■ **PROVIDED PASSAGE**
________________________________________

Bloody Sunday para to give controversial evidence
A former paratrooper who was threatened with contempt of court proceedings for refusing to appear before the Bloody Sunday inquiry is to give evidence from behind a screen today.
Soldier L failed to turn up to give evidence to the Saville Inquiry last month, telling his lawyers he was feeling increasingly fearful.
However, contempt of court proceedings were suspended when it was confirmed he was prepared to co-operate as long as he was screened from public view.
The tribunal is investigating the events of January 30, 1972 when a total of 13 of unarmed civilians were shot dead by paratroopers during a civil rights march in the Bogside area of Derry.
Soldier L, who fired a number of shots on Bloody Sunday, was due to give controversial evidence including claims that the former Bishop of Derry, Edward Daly, then a parish priest, concealed two rifles under his cassock.

________________________________________

■ **SOURCE INFORMATION**

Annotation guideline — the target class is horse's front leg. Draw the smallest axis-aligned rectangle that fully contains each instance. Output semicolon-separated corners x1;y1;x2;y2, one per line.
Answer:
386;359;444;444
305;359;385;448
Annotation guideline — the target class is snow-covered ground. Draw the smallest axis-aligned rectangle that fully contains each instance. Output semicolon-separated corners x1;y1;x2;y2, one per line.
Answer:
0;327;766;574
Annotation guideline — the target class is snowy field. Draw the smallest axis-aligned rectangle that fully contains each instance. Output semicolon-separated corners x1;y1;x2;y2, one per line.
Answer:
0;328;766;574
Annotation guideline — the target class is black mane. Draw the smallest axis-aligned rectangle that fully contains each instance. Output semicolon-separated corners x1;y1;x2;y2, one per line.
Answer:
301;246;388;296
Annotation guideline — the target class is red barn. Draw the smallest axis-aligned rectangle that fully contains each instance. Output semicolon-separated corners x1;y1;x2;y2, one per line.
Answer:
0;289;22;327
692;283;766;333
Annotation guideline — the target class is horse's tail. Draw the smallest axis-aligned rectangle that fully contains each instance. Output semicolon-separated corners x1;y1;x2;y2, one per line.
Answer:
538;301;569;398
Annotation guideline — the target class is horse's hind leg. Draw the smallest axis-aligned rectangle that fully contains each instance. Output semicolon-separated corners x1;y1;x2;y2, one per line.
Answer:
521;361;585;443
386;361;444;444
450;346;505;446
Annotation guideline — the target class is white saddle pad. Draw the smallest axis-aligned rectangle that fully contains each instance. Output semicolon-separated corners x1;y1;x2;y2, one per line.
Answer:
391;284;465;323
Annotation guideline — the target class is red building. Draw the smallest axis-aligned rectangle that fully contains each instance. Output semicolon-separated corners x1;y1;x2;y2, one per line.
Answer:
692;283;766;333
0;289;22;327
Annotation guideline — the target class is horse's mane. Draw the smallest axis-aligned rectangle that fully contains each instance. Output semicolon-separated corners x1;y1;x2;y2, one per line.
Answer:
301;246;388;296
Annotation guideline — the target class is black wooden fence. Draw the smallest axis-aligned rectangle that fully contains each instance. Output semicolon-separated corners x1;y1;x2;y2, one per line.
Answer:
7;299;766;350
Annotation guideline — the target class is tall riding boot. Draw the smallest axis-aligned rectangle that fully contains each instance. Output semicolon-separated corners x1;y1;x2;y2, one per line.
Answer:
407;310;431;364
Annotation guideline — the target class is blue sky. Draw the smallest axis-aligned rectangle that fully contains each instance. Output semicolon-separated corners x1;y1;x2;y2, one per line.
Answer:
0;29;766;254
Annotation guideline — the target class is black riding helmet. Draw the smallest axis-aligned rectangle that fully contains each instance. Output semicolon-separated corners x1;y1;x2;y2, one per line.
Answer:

________________________________________

■ **THE TASK**
Continue the news article about Soldier L and the Bloody Sunday inquiry from its last sentence. The items play no part here and can be left aside.

■ **SOLVED EXERCISE**
He has also claimed he saw another soldier fire so many shots into a body at point blank range, that when other soldiers lifted it on to a British army vehicle, it split in two.
In his statement to the Inquiry, the former paratrooper said his intention on Bloody Sunday was to get Sinn Féin’s Martin McGuinness, then second-in-command of the IRA in Derry, “dead or alive”.
He also claimed that he saw plastic explosives at the rubble barricade in Rossville Street, where four of the victims were shot dead.